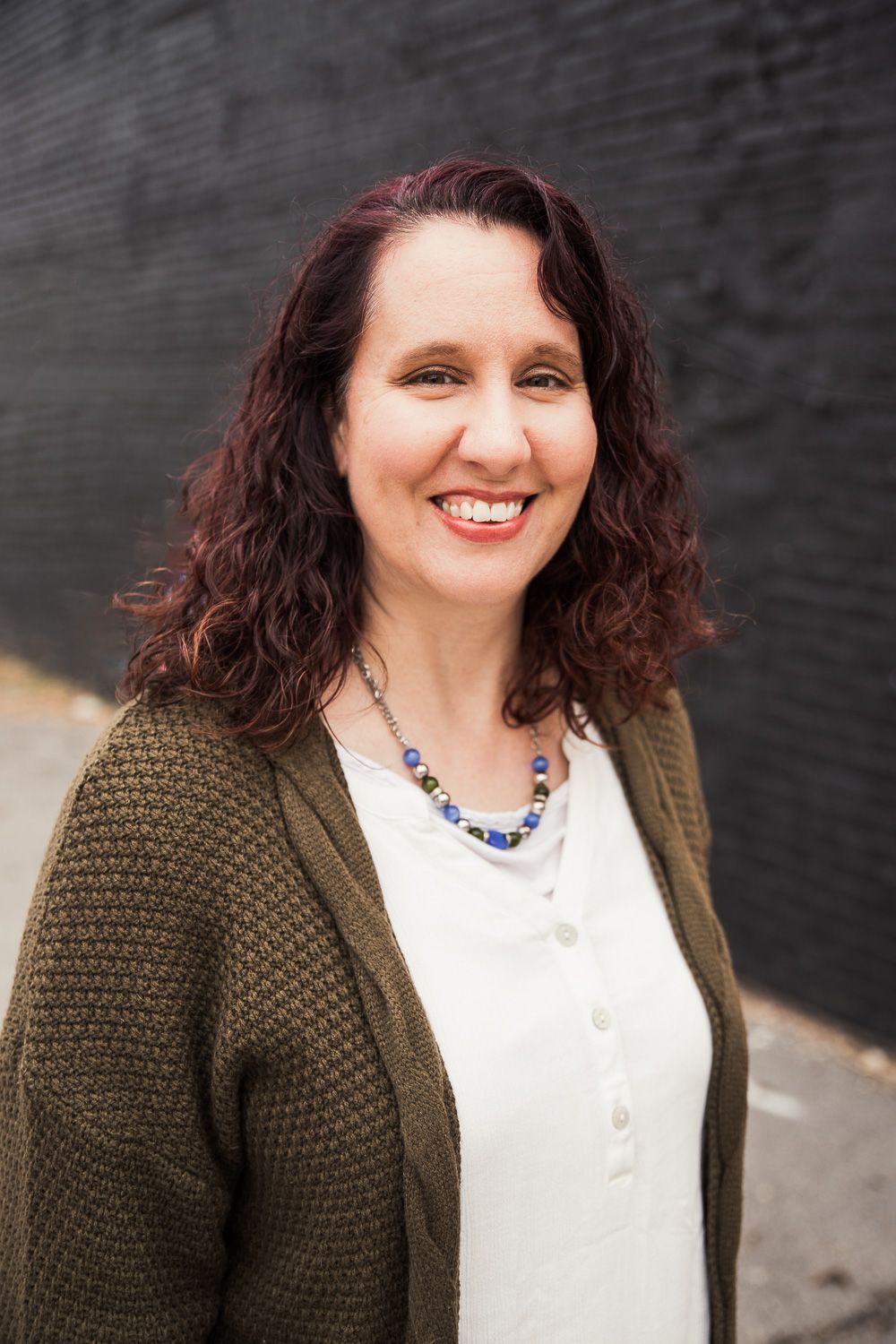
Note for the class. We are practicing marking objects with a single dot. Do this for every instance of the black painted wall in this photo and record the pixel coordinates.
(163, 163)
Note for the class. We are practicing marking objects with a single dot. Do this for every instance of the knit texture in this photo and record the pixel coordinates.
(223, 1115)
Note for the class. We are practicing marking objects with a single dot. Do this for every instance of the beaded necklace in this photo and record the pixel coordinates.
(443, 800)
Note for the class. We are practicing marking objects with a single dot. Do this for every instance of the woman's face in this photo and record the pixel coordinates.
(450, 397)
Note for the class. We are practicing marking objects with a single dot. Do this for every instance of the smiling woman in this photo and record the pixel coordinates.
(322, 1031)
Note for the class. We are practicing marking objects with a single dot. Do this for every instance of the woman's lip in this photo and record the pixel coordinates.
(487, 532)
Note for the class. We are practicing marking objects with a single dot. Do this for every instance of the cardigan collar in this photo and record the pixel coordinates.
(328, 838)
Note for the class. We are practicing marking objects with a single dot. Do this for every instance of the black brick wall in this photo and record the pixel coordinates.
(161, 164)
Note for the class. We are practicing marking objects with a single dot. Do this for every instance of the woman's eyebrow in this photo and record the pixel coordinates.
(447, 349)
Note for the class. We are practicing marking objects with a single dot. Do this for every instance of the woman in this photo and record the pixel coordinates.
(298, 1046)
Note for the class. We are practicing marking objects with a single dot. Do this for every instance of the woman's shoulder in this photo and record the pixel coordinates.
(160, 771)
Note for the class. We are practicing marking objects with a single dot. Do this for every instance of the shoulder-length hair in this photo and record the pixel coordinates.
(263, 602)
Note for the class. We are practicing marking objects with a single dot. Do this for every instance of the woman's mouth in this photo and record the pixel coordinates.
(477, 521)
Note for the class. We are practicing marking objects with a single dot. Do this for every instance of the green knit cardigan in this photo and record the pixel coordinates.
(223, 1115)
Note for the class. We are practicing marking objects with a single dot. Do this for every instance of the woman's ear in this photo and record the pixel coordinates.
(335, 430)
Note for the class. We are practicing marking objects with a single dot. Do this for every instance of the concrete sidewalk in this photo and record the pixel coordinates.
(818, 1249)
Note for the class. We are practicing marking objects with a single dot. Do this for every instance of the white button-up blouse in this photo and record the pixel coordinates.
(578, 1048)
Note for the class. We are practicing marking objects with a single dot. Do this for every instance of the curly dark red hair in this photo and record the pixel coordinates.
(263, 604)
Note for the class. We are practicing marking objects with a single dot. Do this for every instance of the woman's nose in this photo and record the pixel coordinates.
(495, 435)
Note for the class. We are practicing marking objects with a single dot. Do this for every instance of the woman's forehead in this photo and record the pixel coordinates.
(461, 284)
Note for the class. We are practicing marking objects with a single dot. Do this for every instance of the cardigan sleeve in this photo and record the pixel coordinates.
(115, 1183)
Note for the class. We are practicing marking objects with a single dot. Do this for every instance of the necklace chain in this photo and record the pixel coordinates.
(441, 800)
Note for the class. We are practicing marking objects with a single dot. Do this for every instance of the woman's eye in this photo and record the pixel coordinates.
(432, 373)
(559, 381)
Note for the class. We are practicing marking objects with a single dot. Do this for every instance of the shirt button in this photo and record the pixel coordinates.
(567, 935)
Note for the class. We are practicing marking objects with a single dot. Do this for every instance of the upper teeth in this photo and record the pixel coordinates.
(481, 513)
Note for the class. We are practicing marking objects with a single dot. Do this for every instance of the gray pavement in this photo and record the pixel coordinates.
(818, 1249)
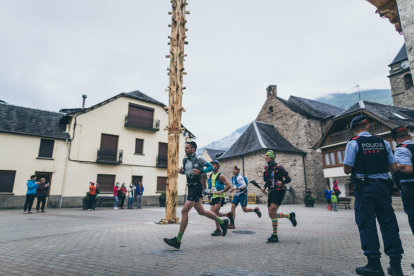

------------------------------------

_Exercise goal_.
A faithful, word-for-word copy of the data is needed; the pictures should not appear in it.

_Your solution_.
Note for the class. We are practicing marking objects with a single dot. Do this for every instance of the black painted wall in this photo and record the pixel coordinates.
(163, 163)
Note for the class. We are practicing marking objects with a single dot. Do this for every instance of the knit texture in this photo and record the pixel coordinates.
(223, 1115)
Note for the class. We are practicing marking objects with a single dot. Do this for every instance of the beaded necklace in this photo and record the pixel coordinates.
(443, 800)
Note for the class. We are practicing marking objects with a single dot. Do this for every instance of the woman's face in this photo and record the pixel coordinates.
(450, 397)
Note for the class. We are practicing marking objects with a single dot. Do this for every instance of the smiling woman in this photo and record the pixel coordinates.
(322, 1031)
Note for the class. We are practicing marking objects with a single dot. Do this for every instance of the woman's lip in this photo and record the pixel coordinates.
(487, 532)
Note for the class. We are practicing marking objects with a single dot. Do this for every instance of the cardigan collar in this photo and record the pixel coordinates.
(328, 838)
Note for the class. We are practicing marking objects with a single dot. Do this for every instance of the black brick wall in this photo and record the pixel coordinates.
(161, 164)
Note for the class. We are practicing marking objects with a single dot. Do this for every instance of the woman's eyebrow in this photo and record the pixel coordinates.
(447, 349)
Note for the class. We are practicing marking objects with a single dot. Do this for every instance of the woman in this photo and record the pixel coordinates.
(298, 1046)
Note for the class. We are practicing marking objects with a single dot. Do this for every instance of the woman's shoulder in this photo and record the pixel coordinates.
(160, 771)
Note for the class. We are practicing marking objects with a single dot. Do this for every instance of the shoulder-length hair in this photo and record the pixel coordinates.
(263, 602)
Note for the class. We are practicing marking objects with a single dot. Do this for every instance of the woman's mouth in this photo and record the pixel coordinates.
(477, 521)
Note for the class. We are practicing marking objects with a single dot. Do this for every instance of the green knit cardigan in this photo and record the pixel coordinates.
(223, 1115)
Note for the class. We are practicing marking objects with a single dot. Do this for every instance of the woman's ear in this photo and record the pixel coordinates.
(335, 430)
Note for the class. We are practicing marking objects with a single dot. Do this for every instance of the concrete sidewalk in this photo and record the pixel coordinates.
(818, 1249)
Note for the class. We are practicing marking objects with a single dot. Do this for every instance of the white button-up blouse in this photo and record the pixel coordinates.
(578, 1048)
Note for the class. We are practicing marking objects with a single dot. Do this for every instance of the curly dark red hair in this photo and record the pixel coordinates.
(263, 604)
Note for the class. We are practicing marking objects with a single dot. Do this for every instance of the woman's nose in this photo and record the pixel coordinates.
(495, 435)
Note for the class. We are practicing marking objects with a single dot. Do this for every instance of the woman's forehead in this photo and record the pixel coordinates.
(461, 284)
Note for the class. We are practicing marking objects with a single dot. Do this for every instance of the cardigan sleeve in this photo and record the pixel coordinates.
(115, 1183)
Note for the class. We are practicing marking objects with a single dot. Do this for every instance of the necklace chain in this photo and record the pixel coordinates.
(441, 800)
Note for the class. We are practicing marking objects with a single dot. Do this for every instance of the woman's eye in this photo and record the pixel coordinates.
(432, 373)
(559, 381)
Note for the class. We are practicing marking objects with a single dot. Do this for every instance of the shirt button in this photo and record the pixel coordinates.
(567, 935)
Note for the class. We are practicing marking objects with a single dot. Do this for every instance of the upper teeth in this photo and record the pixel coordinates.
(481, 513)
Note for the class. We are practicing marking objects with a single dot. Do this for every instance of the gray pavement in this photo and record the pixel coordinates.
(818, 1249)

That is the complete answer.